[begin Provided passage]

The children of Ba Thuoc are often malnourished, evident in their small build and copper-tinged hair - evident to a group of journalists who visited the district early July on a tour organised by World Vision Malaysia (WVM). 

World Vision (WV) is an international humanitarian and advocacy organisation that strives to help the poor to help themselves. The Malaysian arm, set up in 1997, serves as a support office that raises funds for projects targeted at children and needy families, at home and abroad.  

A key WVM fund-raising event is the annual 30-Hour Famine, which will be held for the 10th consecutive year come Sept 15. Ba Thuoc is one of the beneficiaries of this year's famine, which aims to raise RM1.5mil. 

  
Makeshift classroom: Villagers value education above all else. 
Le Quang Dao, manager of WV's Area Development Programme (ADP) in Ba Thuoc, has spent the last nine months talking to its people about their problems and needs. 

The media group visited the home of Ha An Bao at Tra Ky, a highland village in Dien Quang commune. Bao could well speak for his neighbours and friends, when he lists lack of food and having to live in a temporary stilt hut as his major concerns.  

The ex-soldier was allotted 650 sq m of land for rice and another 2,000 sq m for cassava. Sadly, low yields means that sometimes, there's not enough for his family of six. 

He also wishes that he had the 45 million VND (RM9,600) needed to build a simple concrete house. While having a stable abode may remain a dream for him, he is firm about his hopes for his two grandsons.  

  
Hopeful: Ha An Bao wants his grandchildren to have a better future. 
"They need a proper school, from kindergarten level to high school. I hope they will have enough food to eat, clean water and proper toilets, and good roads that link the different villages," Bao says. 

  
Bumpy ride: A pot-holed road in Ba Thuoc. 
Except for a lucky handful who own motorcycles, people go everywhere on foot in Tra Ky. The sick have to be carried in makeshift stretchers to the nearest health centre - often a 10-hour journey over uneven terrain, potholes and puddles of mud.

[end Provided passage]

■ Requirement A ■
Print the stretch of the Ba Thuoc article from "He also wishes" through "his two grandsons.".
■ Requirement B ■
Write what comes next in the article on Ba Thuoc villagers, picking up after its final sentence.

[begin Recorded information]

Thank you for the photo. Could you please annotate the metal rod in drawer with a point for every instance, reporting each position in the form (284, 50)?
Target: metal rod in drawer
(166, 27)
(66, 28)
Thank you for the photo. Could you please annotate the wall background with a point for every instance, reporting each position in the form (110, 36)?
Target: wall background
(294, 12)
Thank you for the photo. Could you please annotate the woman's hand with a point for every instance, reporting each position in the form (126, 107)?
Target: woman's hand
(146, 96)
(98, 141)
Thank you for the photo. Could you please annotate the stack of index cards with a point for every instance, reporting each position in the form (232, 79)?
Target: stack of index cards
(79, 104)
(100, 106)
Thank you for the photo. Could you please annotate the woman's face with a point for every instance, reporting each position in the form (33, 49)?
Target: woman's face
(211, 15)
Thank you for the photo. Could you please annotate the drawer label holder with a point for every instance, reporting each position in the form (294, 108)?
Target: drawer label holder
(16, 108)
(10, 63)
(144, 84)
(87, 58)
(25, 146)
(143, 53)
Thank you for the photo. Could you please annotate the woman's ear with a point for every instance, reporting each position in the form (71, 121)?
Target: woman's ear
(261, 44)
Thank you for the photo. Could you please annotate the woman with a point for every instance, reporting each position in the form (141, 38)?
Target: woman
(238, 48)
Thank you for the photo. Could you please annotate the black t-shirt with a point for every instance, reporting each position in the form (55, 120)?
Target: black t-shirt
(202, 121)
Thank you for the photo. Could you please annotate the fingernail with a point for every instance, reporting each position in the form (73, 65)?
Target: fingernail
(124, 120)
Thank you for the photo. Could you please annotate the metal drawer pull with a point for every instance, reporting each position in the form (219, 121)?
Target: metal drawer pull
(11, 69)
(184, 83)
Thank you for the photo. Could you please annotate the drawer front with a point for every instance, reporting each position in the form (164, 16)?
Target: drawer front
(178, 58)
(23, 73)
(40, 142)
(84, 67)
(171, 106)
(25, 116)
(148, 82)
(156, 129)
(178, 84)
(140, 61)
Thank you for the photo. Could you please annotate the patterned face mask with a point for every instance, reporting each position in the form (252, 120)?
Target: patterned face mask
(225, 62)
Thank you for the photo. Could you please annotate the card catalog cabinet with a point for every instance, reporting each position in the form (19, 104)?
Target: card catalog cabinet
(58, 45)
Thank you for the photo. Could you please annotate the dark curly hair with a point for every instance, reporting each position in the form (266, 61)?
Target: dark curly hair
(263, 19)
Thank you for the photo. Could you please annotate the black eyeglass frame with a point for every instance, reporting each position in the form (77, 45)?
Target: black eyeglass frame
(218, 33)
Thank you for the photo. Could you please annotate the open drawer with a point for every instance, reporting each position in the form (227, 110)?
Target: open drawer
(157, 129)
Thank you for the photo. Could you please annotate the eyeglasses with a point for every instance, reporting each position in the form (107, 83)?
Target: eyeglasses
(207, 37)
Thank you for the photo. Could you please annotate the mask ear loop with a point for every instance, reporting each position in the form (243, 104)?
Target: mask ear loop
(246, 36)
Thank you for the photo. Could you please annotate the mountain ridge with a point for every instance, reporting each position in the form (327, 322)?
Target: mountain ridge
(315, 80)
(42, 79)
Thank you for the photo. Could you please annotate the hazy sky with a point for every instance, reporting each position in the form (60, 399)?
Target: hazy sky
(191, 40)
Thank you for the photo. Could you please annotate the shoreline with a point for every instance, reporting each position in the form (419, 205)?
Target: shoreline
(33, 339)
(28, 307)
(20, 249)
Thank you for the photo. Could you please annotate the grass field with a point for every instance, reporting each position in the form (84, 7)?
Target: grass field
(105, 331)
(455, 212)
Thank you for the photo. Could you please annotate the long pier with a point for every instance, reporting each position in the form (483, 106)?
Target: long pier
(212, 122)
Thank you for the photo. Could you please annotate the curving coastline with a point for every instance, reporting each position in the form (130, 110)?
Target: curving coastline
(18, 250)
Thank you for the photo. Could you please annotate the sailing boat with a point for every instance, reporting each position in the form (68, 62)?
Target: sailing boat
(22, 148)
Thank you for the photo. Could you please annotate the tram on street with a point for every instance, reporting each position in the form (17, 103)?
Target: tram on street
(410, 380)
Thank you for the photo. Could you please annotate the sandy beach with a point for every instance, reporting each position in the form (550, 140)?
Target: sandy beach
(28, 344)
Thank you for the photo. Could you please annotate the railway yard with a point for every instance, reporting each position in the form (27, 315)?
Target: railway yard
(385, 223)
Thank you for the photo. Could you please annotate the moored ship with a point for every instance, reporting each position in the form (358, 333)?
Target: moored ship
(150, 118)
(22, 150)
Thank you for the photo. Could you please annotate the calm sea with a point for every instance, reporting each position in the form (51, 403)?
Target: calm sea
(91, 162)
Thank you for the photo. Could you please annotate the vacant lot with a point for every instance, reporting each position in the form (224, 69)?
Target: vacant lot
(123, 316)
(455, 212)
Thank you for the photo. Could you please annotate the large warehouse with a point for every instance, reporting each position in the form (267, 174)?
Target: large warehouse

[end Recorded information]

■ Exercise response A ■
He also wishes that he had the 45 million VND (RM9,600) needed to build a simple concrete house. While having a stable abode may remain a dream for him, he is firm about his hopes for his two grandsons.

■ Exercise response B ■
Ultimately, Bao hopes that the future generations will have access to new and better agricultural techniques. "Now, my land cannot produce enough to feed my family because of backward farming methods, passed down through the generations, and low-quality seeds." 

Bao harvests his rice fields twice yearly, and his cassava plants, once. His whole family, like most of those in Tra Ky, live on what they grow. Last year, he had a buffalo, but it died as a result of diarrhoea. This year, his pig died too. He seems quite resigned to his losses. "We eat rice mixed with cassava the whole year round," he says. "We haven't had meat for months." 

But malnutrition takes its toll on him and his fellow villagers. He notes that the elderly are prone to fever, diarrhoea, malaria and aches and pains - from years of back-bending work in the fields. 

When asked what makes him happy, Bao is at a loss for words. After some thought, he reveals that satellite television - thanks to the introduction of electricity to the commune in 2004 - gives the whole village access to its only form of entertainment. 

He cannot afford a (14-inch) TV set, which costs about RM690, nor the RM100 for the satellite connection. But there's nothing to stop him from heading for a neighbour's house where, for a while at least, he can forget his dismal surroundings as he is drawn to the bright, flitting images on the screen.